Answer these questions from the Matthew 10:28 discussion below:
(a) According to the opening post, what did someone the poster read recently suggest Jesus was cautioning his disciples against?
(b) Which verses does the first answer cite to show the context of the passage?
(c) In which century does the text say St. John Chrysostom wrote about this passage?

═══ Document text

Who is Jesus telling the disciples to fear here in Matthew 10:28 (ESV):

"And do not fear those who kill the body but cannot kill the soul. Rather fear him who can destroy both soul and body in hell."

I've always taken this to refer to God, but I was reading someone recently suggesting that it is Jesus cautioning his disciples against the satan (who is a destroyer). Who was Jesus likely referring to?

  • It's fallacious to conflate the instrument of God's wrath with His wrath itself. Job 2:1-2 etc. Satan is a person. Commented Mar 26, 2018 at 18:21

6 Answers 6


The context of this passage, as shown in 10:32-33, is to confess God before men, indicating that fear of man should not stop one from acknowledging him before others. Notice the contrast between fearing those who kill the body (plural) versus the one who can destroy both body and soul in Gehenna (singular). There are many who can kill the body, but only one can destroy the soul.

But who is the object of fear in v. 28? Who is the one who is able to destroy both body and soul in Gehenna? Christians have historically answered this question by stating that God himself is the object of fear in v. 28.

In the late 4th or early 5th century, St. Augustine wrote concerning this verse:

For he said, “Fear not them which kill the body, but are not able to kill the soul.” See where He advised us not to fear. See now where He advised us to fear. “But,” saith he, “fear Him who hath power to destroy both body and soul in hell.” [Matthew 10:28]. Let us fear therefore, that we may not fear. Fear seems to be allied to cowardice: seems to be the character of the weak, not the strong. But see what saith the Scripture, “The fear of the Lord is the hope of strength.” [Proverbs 14:26 (Septuagint)]. Let us then fear, that we may not fear; that is, let us fear prudently, that we may not fear vainly. The holy Martyrs on the occasion of whose solemnity this lesson was read out of the Gospel, in fearing, feared not; because in fearing God, they did not regard men.1

John Calvin (along with the other Protestant Reformers) follows in the footsteps of Augustine, writing that:

We must understand Christ to say that, when we succumb to the fear of man, we show no respect for God; that when, on the contrary, we show proper reverence to God, victory is easy and in our hands, and no human power can pull us away from our duty.2

In the 4th century, St. John Chrysostom also wrote about this passage, saying:

“Fear ye not therefore; ye are of more value than many sparrows.” [v. 31]. Seest thou that the fear had already prevailed over them? Yea, for He knew the secrets of the heart; therefore He added, “Fear them not therefore;” for even should they prevail, it will be over the inferior part, I mean, the body; which though they should not kill, nature will surely take with her and depart. So that not even this depends on them, but men have it from nature. And if thou fear this, much more shouldest thou fear what is greater, and dread “Him who is able to destroy both soul and body in hell.” And He saith not openly now, that it is Himself, “Who is able to destroy both soul and body,” but where He before declared Himself to be judge, He made it manifest.

══════
═══ Information provided

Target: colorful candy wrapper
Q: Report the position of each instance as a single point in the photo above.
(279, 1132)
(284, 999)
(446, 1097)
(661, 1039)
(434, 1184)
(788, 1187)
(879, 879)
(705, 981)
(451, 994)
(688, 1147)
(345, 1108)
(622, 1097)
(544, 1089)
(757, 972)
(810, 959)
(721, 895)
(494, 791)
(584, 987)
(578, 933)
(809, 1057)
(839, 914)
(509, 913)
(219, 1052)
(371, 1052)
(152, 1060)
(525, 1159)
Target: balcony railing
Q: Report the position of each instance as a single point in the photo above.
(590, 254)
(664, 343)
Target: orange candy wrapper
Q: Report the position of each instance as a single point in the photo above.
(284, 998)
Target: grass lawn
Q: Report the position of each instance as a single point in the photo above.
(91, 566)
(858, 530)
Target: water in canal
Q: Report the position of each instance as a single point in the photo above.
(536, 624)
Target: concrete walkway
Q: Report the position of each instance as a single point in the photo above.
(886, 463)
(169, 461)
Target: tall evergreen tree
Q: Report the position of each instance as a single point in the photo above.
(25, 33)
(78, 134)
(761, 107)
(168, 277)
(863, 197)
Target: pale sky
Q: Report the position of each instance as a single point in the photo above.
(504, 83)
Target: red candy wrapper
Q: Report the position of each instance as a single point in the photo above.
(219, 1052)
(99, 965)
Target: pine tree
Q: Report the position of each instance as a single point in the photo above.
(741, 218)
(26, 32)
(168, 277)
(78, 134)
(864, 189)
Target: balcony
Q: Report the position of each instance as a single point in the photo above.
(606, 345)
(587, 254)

══════

» Output of the task
(a) The satan, described as a destroyer.
(b) Matthew 10:32-33.
(c) The 4th century.